Extrait:
La « dysorganisation » dans les hôpitaux publics est le symptôme d’un rejet de la légitimité bureaucratique. L’un des éléments de corroboration de cette « dysorganisation » s’observe a contrario au sein des services engagés dans des protocoles de recherche en collaboration avec des laboratoires pharmaceutiques. Au sein d’un même service, avec des personnels identiques, l’activité de recherche est caractérisée par la rigueur, l’organisation, le souci de la performance ; dans le même temps, avec les mêmes personnels et les mêmes équipements, l’activité clinique est marquée par une organisation plus relâchée et moins performante, par la « dysorganisation ».
L’explication que l’on peut avancer vient du basculement de rapport de forces qui s’est produit dans les établissements de santé publics après la modification de leur mode de financement. L’introduction, en 1983, du financement par dotation globale a limité les dépenses des établissements de santé et les a placés dans l’obligation de se confronter à la rareté et à ses corollaires, le coût d’opportunité et le concept de performance. Jusqu’à cette date, leur financement était à l’abri de la rationalité budgétaire, puisque calculé sur la base du système dit « au prix de journée », un mécanisme de financement inflationniste parce que calculé, en réalité, sur la base d’une constatation ex-post des dépenses engagées.

Informations:
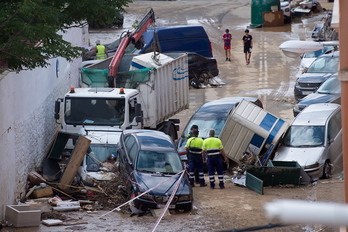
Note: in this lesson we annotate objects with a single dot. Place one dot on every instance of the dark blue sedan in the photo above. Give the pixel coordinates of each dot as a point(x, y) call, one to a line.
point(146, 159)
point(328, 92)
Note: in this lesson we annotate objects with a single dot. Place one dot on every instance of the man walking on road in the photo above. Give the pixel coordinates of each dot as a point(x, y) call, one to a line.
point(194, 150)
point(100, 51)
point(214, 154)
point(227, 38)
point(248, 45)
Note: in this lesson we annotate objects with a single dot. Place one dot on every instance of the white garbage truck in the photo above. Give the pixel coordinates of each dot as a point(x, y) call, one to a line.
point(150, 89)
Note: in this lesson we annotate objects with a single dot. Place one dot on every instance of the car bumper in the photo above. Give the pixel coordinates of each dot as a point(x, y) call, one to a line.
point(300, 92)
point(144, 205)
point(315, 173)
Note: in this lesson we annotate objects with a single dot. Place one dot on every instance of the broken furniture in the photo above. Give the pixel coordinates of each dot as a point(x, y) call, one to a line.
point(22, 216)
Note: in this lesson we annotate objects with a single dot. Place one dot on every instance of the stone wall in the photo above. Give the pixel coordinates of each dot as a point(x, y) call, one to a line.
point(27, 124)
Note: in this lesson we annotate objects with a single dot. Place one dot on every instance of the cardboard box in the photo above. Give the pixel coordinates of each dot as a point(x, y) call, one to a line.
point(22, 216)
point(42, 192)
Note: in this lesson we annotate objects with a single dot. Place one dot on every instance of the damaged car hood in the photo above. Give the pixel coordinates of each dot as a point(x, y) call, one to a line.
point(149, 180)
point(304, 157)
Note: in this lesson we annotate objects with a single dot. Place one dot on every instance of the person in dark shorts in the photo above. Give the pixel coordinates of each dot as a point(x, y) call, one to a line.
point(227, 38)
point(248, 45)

...

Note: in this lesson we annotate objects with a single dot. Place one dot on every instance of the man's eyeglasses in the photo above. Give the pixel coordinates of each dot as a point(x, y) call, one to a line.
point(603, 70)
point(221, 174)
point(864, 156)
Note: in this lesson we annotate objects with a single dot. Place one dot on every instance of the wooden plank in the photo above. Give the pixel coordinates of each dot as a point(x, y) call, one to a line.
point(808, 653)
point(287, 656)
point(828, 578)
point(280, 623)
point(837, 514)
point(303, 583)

Travail demandé: Relevez sans aucune modification le passage de l'extrait sur les hôpitaux publics qui commence à « L’explication que l’on » et se termine à « des dépenses engagées. ».

Corrigé:
L’explication que l’on peut avancer vient du basculement de rapport de forces qui s’est produit dans les établissements de santé publics après la modification de leur mode de financement. L’introduction, en 1983, du financement par dotation globale a limité les dépenses des établissements de santé et les a placés dans l’obligation de se confronter à la rareté et à ses corollaires, le coût d’opportunité et le concept de performance. Jusqu’à cette date, leur financement était à l’abri de la rationalité budgétaire, puisque calculé sur la base du système dit « au prix de journée », un mécanisme de financement inflationniste parce que calculé, en réalité, sur la base d’une constatation ex-post des dépenses engagées.